Supplied information:
---+---

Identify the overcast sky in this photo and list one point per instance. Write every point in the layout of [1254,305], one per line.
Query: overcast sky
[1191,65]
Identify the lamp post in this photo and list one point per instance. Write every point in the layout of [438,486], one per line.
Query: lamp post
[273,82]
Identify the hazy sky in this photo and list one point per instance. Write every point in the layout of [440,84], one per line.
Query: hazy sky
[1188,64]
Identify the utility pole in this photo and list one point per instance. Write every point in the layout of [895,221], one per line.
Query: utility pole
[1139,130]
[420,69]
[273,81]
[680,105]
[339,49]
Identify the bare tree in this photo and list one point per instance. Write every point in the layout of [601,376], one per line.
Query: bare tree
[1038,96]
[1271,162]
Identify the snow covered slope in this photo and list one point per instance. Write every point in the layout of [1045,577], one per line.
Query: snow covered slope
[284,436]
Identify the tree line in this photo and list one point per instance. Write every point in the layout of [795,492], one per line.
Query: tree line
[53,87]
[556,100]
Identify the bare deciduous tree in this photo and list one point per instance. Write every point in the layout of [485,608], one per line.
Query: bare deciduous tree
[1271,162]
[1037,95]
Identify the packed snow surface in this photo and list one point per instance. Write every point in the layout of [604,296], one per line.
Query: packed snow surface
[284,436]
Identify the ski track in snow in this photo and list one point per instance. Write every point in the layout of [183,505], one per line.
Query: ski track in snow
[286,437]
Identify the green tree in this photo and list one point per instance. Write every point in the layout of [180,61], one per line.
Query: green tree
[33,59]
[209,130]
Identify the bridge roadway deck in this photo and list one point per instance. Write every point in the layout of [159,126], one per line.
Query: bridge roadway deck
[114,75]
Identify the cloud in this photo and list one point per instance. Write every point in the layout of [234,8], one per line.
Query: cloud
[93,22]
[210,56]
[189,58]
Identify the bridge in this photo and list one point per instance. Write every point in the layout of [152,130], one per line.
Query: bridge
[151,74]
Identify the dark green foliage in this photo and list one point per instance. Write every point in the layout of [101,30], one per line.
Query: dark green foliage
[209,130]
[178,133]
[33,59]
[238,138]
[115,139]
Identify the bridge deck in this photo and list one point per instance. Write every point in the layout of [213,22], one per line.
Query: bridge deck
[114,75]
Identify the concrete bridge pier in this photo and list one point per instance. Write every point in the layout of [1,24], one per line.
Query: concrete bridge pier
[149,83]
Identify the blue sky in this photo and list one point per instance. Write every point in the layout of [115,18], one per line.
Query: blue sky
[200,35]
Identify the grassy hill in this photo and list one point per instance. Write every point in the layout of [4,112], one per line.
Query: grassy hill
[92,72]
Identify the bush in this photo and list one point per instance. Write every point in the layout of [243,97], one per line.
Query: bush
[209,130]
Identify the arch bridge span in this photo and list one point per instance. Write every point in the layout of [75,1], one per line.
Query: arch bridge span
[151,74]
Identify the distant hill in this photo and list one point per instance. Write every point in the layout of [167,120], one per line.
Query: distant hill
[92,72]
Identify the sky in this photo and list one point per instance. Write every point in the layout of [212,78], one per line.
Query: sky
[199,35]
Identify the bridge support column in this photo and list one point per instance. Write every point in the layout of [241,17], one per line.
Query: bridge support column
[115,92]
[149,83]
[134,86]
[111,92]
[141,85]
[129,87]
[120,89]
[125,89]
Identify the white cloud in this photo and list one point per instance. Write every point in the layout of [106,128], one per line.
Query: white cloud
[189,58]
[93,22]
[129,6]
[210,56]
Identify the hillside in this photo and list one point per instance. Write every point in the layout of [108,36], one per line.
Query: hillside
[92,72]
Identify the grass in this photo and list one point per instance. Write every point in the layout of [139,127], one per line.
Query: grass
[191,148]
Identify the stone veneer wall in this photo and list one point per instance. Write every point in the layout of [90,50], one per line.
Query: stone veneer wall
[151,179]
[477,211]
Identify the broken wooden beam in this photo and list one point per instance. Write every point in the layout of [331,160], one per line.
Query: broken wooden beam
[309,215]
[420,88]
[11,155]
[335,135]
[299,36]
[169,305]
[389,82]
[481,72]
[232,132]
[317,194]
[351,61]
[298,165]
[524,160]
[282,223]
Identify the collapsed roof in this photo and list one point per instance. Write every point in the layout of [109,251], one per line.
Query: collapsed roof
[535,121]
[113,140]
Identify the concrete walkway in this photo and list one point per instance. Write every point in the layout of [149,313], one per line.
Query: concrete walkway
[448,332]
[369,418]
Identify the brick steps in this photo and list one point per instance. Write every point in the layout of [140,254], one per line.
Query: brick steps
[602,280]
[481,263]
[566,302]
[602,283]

---+---

Requirement: Retype every entry exactly.

Answer:
Identify the overcast sky in this photo and list one point per instance. Write every point in the layout of [1254,305], one per line.
Query: overcast sky
[1191,65]
Identify the lamp post in this photo and list one point per instance. Write every point in the layout of [438,486], one per line.
Query: lamp post
[273,82]
Identify the hazy sky in this photo and list one point per instance. Write every point in the layout of [440,84], one per line.
Query: hazy sky
[1188,64]
Identify the utility pole in this photo and list one point per instance. Write every point in the layout of [895,221], one per line.
Query: utility pole
[1139,130]
[420,69]
[273,81]
[680,105]
[339,49]
Identify the bare tree in this photo and list one point per instance. Write every point in the layout of [601,376], one per line.
Query: bare tree
[1038,96]
[1271,162]
Identify the snow covered slope in this photo and list one point per instance. Write every point in the layout of [1045,577], one per line.
Query: snow covered slope
[284,436]
Identify the tree line in this photo and list one point per instance. Write every point in the layout of [795,492], one per line.
Query: tree line
[53,87]
[556,100]
Identify the bare deciduous tree in this photo and list one point per instance. Write every point in the layout of [485,608], one per line.
Query: bare deciduous tree
[1271,162]
[1037,95]
Identify the packed snow surface in this photo and list one point per instance. Write every point in the layout of [604,296], one per line.
Query: packed snow surface
[284,436]
Identify the ski track in snow in this photo and list one point per instance. Write every point in the layout of [183,505], one per line.
Query: ski track in snow
[286,437]
Identify the green tree in this photo and list one point per instance. Write every point in the layout of [180,61], one per line.
Query: green tree
[33,59]
[209,130]
Identify the bridge roadway deck in this photo and list one point per instance. Write every point in the layout of [159,126], one per line.
Query: bridge roadway deck
[114,75]
Identify the cloud in this photo and list one point per instance. Write every point in the layout of [234,8], one per line.
Query: cloud
[93,22]
[210,56]
[189,58]
Identify the bridge in this photo and list one point per instance. Write every point in the layout of [152,130], one per line.
Query: bridge
[151,74]
Identify the dark green foliage in this photo and list one point per instance. Write every point in the layout of [101,30], one per line.
Query: dark green foliage
[209,130]
[178,133]
[33,59]
[238,138]
[115,139]
Identify the bridge deck in this photo and list one point per instance. Write every point in the layout of [213,22], one per line.
Query: bridge deck
[114,75]
Identify the concrete bridge pier in this photo and list one point per instance. Write every point in the layout of [1,24], one per line.
Query: concrete bridge pier
[149,83]
Identify the blue sky in this photo and list one point per instance. Write every point in the layout of [115,18], one per line.
Query: blue sky
[200,35]
Identify the grassy hill in this photo and list one point per instance. Write every point in the layout of [4,112], one per line.
Query: grassy hill
[92,72]
Identify the bush in this photo and list one point per instance. Write every point in the layout of [243,97], one per line.
Query: bush
[209,130]
Identify the arch bridge span in this photo and list one point per instance. Write every point in the layout of [75,1], one per line.
Query: arch bridge span
[151,74]
Identify the distant hill in this photo and list one point per instance. Write every point in the layout of [167,120], one per line.
Query: distant hill
[92,72]
Identify the sky in this photo and list one point per instance. Write every point in the layout of [212,78], one per line.
Query: sky
[199,35]
Identify the bridge support column in this photo and list one point per instance. Write every point in the layout of [241,17], one per line.
Query: bridge support column
[115,92]
[149,83]
[134,86]
[111,92]
[141,85]
[129,87]
[120,89]
[125,89]
Identify the white cloud in this photo and list one point per instance. Write every point in the layout of [106,128], one per line.
Query: white cloud
[189,58]
[93,22]
[129,6]
[210,56]
Identify the hillside in this photo and list one point per instance. Write every point in the layout of [108,36], one per line.
Query: hillside
[92,72]
Identify the grass in this photo and list one point per instance. Write every point in the layout of [139,127], one per line.
Query: grass
[191,148]
Identify the stone veneer wall in this photo and list one point per instance. Write every point in the layout of [90,50], one per line.
Query: stone veneer wall
[151,179]
[477,211]
Identify the broken wooden beam in this photo and list one point per instance. Write every point in the layout of [331,160], one per line.
Query: broken wooden beam
[309,215]
[420,88]
[11,155]
[335,135]
[299,36]
[169,305]
[389,82]
[481,72]
[232,132]
[317,194]
[351,61]
[298,165]
[524,160]
[282,223]
Identify the collapsed roof in this photo and list one point per instance. Write every point in the layout of [109,251], one per line.
Query: collapsed roof
[535,121]
[113,140]
Identify the concrete walkway in this photo and list one point per instance. Write every point in the layout of [149,313], one per line.
Query: concrete walkway
[448,332]
[369,418]
Identify the brick steps in this photo and list one point per instance. Write every point in the layout of [140,254], one per line.
Query: brick steps
[602,280]
[481,263]
[566,302]
[602,283]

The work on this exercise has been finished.